_EXERCISE DESCRIPTION_
Would you go through the records below and copy each line with the string "grass"?

_Stored items from a collection_

**********

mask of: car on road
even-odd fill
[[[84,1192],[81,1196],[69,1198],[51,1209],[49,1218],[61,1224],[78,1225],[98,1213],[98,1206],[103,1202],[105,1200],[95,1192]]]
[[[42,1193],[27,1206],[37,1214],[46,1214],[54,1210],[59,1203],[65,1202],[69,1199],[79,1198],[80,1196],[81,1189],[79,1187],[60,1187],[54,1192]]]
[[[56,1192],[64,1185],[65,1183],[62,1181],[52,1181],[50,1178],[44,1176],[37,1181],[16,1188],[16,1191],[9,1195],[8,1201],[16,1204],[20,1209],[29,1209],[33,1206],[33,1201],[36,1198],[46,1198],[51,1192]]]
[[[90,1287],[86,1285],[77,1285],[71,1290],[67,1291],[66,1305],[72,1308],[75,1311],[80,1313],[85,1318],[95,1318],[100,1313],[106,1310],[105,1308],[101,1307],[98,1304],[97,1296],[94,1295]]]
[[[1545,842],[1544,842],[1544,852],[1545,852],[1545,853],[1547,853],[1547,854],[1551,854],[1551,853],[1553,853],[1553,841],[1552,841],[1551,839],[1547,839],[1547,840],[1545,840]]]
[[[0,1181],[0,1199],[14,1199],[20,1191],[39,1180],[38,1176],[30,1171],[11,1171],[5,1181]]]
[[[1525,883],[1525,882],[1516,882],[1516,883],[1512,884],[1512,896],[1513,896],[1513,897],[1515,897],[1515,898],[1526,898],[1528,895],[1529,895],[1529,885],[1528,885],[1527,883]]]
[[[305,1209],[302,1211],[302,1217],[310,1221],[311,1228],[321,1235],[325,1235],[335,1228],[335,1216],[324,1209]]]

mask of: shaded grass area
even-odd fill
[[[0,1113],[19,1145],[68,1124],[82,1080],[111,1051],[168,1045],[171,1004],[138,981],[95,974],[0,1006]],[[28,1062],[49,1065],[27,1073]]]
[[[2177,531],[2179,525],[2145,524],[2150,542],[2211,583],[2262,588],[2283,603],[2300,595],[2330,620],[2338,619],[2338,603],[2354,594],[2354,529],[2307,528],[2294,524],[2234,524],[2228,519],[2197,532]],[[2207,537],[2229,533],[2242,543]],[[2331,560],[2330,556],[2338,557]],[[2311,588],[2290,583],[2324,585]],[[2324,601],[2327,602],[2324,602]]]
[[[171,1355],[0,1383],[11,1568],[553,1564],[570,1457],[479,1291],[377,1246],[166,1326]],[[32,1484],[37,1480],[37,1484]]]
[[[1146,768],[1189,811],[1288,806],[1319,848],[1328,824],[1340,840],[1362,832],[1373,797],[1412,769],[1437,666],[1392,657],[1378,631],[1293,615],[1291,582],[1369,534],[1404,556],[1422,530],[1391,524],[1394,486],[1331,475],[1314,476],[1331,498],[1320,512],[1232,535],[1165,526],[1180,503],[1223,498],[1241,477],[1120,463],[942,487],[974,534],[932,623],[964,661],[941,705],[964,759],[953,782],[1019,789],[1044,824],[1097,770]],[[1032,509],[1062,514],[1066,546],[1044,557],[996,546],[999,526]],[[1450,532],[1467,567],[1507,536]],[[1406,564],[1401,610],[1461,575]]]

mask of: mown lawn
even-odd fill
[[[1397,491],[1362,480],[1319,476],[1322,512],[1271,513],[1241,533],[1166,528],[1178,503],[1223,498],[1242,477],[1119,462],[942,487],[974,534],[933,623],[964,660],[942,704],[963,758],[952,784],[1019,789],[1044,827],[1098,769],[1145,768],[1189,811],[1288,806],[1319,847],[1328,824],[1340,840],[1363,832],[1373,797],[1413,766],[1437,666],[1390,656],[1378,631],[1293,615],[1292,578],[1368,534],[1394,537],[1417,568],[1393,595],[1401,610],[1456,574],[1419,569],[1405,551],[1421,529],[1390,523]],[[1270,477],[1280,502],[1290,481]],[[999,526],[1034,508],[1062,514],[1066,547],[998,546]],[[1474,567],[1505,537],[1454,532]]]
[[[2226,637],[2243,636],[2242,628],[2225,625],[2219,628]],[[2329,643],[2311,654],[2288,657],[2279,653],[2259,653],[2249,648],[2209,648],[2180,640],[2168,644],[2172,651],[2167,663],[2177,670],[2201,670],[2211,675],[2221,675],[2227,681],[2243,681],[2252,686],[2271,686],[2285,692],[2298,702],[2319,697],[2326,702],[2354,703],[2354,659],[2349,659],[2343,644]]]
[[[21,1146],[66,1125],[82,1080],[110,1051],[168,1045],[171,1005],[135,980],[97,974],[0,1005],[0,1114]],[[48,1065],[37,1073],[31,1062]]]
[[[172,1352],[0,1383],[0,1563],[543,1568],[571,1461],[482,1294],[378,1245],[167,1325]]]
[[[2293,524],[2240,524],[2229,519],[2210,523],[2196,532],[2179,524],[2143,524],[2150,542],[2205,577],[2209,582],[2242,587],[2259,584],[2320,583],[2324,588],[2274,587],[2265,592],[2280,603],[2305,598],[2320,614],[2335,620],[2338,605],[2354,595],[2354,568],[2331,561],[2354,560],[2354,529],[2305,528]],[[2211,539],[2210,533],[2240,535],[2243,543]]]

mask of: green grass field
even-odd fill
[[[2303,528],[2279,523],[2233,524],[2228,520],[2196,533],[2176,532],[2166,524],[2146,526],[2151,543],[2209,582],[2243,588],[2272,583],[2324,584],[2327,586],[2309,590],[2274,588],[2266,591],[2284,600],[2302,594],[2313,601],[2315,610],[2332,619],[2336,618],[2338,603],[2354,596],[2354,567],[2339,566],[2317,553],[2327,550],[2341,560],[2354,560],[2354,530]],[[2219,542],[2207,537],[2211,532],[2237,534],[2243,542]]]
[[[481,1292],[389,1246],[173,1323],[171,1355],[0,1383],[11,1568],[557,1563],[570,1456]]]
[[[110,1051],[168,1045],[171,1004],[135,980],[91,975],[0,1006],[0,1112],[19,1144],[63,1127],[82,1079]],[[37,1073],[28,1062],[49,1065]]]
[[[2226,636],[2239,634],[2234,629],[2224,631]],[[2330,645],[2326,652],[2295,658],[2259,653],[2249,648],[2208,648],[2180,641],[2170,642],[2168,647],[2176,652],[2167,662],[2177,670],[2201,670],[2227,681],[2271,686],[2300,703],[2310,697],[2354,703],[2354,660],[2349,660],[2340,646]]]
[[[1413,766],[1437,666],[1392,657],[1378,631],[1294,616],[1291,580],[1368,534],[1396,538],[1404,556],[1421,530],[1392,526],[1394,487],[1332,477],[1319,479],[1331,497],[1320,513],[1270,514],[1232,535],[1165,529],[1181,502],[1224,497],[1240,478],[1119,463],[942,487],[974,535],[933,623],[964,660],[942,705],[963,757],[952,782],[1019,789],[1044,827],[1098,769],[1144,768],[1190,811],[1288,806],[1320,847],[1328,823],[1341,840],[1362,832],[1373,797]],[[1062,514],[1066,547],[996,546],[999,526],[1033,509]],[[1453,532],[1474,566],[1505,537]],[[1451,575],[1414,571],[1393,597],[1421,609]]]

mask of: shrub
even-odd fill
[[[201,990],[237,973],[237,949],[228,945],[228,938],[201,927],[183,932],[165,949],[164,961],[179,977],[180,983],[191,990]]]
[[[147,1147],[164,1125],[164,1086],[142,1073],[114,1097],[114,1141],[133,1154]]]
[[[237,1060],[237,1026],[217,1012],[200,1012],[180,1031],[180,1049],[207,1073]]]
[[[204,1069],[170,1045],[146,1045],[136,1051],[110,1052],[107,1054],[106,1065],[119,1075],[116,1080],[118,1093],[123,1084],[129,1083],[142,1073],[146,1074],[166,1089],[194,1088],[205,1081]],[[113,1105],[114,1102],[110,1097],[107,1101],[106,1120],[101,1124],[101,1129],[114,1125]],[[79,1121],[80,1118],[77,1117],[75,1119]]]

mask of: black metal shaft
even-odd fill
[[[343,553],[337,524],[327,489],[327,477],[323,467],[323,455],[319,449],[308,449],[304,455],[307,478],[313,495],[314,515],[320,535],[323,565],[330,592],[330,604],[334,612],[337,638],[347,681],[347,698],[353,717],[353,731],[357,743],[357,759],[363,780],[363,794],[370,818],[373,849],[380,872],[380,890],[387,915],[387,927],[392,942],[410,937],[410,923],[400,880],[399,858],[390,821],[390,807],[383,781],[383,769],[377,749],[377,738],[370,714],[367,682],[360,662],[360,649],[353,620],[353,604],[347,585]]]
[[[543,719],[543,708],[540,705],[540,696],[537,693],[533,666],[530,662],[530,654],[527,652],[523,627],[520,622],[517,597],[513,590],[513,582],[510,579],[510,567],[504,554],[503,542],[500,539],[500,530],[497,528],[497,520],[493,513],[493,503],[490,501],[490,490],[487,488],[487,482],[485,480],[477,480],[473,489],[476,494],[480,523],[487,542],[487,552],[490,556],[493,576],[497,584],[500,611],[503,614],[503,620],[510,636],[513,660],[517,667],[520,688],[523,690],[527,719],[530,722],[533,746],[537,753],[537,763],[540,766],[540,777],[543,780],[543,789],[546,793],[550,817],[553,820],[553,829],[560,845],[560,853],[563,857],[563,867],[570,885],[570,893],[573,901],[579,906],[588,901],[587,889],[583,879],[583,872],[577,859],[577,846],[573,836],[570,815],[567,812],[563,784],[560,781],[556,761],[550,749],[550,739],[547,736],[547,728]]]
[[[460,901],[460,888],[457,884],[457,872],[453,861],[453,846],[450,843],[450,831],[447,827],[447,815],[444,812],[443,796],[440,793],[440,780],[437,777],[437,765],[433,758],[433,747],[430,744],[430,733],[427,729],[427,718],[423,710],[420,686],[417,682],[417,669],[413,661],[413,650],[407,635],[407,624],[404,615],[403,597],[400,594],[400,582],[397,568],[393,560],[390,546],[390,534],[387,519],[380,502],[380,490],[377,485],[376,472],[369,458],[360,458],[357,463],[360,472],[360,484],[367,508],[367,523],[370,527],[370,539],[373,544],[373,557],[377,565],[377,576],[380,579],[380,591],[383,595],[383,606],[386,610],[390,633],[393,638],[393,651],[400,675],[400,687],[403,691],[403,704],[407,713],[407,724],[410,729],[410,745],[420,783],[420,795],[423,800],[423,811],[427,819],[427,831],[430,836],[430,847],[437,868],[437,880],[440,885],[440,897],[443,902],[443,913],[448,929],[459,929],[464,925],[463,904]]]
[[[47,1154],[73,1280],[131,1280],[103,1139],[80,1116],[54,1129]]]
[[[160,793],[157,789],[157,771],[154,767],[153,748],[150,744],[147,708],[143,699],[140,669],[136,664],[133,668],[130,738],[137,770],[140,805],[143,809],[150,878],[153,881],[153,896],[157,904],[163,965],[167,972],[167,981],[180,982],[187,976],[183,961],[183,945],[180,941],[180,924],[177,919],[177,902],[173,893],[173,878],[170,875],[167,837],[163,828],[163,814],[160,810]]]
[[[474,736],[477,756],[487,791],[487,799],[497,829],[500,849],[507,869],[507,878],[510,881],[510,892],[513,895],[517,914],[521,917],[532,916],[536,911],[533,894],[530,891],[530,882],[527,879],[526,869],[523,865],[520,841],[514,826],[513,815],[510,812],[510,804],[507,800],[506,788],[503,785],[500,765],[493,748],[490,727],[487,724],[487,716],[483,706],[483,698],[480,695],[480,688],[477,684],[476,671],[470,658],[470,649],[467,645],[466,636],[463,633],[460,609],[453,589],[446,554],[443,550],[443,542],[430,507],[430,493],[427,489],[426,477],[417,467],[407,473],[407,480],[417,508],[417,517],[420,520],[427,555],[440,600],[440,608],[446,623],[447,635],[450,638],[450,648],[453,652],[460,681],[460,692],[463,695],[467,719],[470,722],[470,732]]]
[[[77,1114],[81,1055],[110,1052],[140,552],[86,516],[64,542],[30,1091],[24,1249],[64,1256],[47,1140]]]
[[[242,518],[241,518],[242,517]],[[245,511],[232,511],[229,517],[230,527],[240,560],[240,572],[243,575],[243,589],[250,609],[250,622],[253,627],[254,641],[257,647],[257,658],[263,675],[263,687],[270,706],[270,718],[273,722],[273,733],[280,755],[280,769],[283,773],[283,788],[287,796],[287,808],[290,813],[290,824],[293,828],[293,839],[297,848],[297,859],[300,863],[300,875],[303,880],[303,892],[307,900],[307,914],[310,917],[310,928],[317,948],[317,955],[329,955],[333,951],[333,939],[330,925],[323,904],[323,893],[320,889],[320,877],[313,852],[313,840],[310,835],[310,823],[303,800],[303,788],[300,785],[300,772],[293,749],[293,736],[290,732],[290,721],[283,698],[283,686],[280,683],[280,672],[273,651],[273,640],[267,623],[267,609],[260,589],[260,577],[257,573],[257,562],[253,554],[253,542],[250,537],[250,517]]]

**********

_WRITTEN SOLUTION_
mask of: shaded grass area
mask of: green grass field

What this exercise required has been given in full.